• [Exercise set]
1: In the Ike Yard review, which record label was Ike Yard the only American group signed to?
2: Reproduce word for word a stretch of the Ike Yard review, beginning at the words "Image is Free" and stopping after "odds and ends.".

• [Selected extract]

Sal Klita Blogger | Muzik impressions

Sal Klita Blogger

Sunday, September 17

Me Man Would Never Say Nope For More Great Post Rock From The Depth Of The 80's. Never! Ever!

Image is Free Hosted By Pictiger.comIke Yard may be the most innovative band you hear this year, although their only album was recorded more than 20 years ago. Yet another example of artists cheated of the recognition they deserve, Ike Yard were, among other things, the only American group signed to Factory Records. They shared bills with the likes of Suicide, Konk, and New Order, and the band’s Stuart Argabright would go on to form Dominatrix and Death Comet Crew. Ike Yard’s new compilation, 1980–1982 Collected, brings together everything the group released — the 1981 EP Night after Night (les Disques du Crepuscule) and 1982 LP A Second a Fact (Factory) — and adds additional odds and ends.

"Cherish"

The material that makes up "Night after Night" is cased in heavy, dark dub with scraping guitars and swirling synth sounds. It's so good it may make you pause the next time you automatically reach for PiL's Second Edition or Joy Division's Unknown Pleasures. On A Second a Fact, however, the electronics take over. You can hear traces of D.A.F., Cluster, and what would become Detroit techno, with Argabright arbitrarily singing like an entranced street shaman. "Loss" merges the infinite arpeggios of Ashra with Grauzone and Throbbing Gristle. It's really what you wanted last year's Black Dice album to be. The brilliant "NCR," meanwhile, predates Autechre by about two decades and outdoes them to boot. Whether or not these reference points mean anything to you, this group deserves its legendary status. And you need to hear them. Text by SFBG

"NCR"

• [Entries supplied]
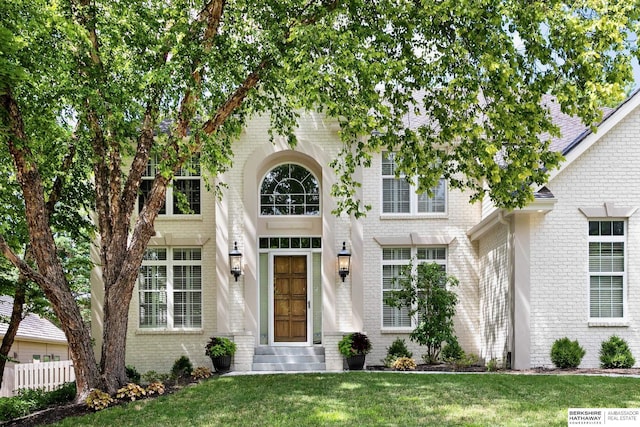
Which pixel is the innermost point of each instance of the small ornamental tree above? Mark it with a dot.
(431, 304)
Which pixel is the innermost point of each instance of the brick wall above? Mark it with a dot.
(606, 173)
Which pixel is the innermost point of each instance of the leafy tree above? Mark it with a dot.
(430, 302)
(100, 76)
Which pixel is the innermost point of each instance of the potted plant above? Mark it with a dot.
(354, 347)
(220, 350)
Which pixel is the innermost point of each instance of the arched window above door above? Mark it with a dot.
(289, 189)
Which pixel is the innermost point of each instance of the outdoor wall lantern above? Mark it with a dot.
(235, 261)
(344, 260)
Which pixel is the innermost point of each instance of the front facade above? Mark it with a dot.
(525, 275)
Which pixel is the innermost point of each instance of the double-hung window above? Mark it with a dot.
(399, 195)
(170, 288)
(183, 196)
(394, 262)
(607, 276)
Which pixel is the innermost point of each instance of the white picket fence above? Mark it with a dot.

* * *

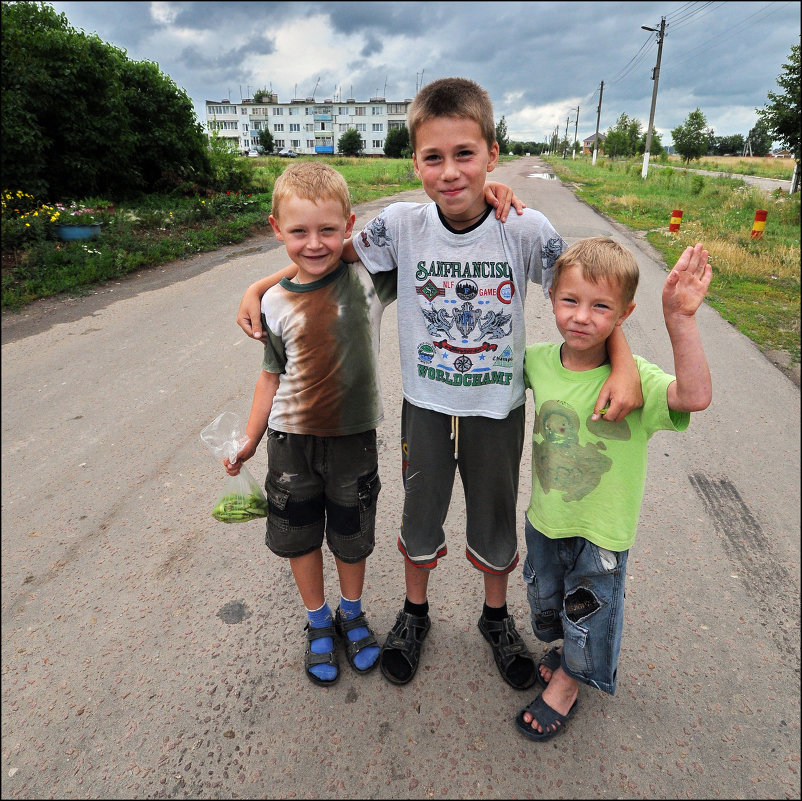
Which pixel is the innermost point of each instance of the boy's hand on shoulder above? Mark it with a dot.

• [Exercise answers]
1: Factory Records.

2:
Image is Free Hosted By Pictiger.comIke Yard may be the most innovative band you hear this year, although their only album was recorded more than 20 years ago. Yet another example of artists cheated of the recognition they deserve, Ike Yard were, among other things, the only American group signed to Factory Records. They shared bills with the likes of Suicide, Konk, and New Order, and the band’s Stuart Argabright would go on to form Dominatrix and Death Comet Crew. Ike Yard’s new compilation, 1980–1982 Collected, brings together everything the group released — the 1981 EP Night after Night (les Disques du Crepuscule) and 1982 LP A Second a Fact (Factory) — and adds additional odds and ends.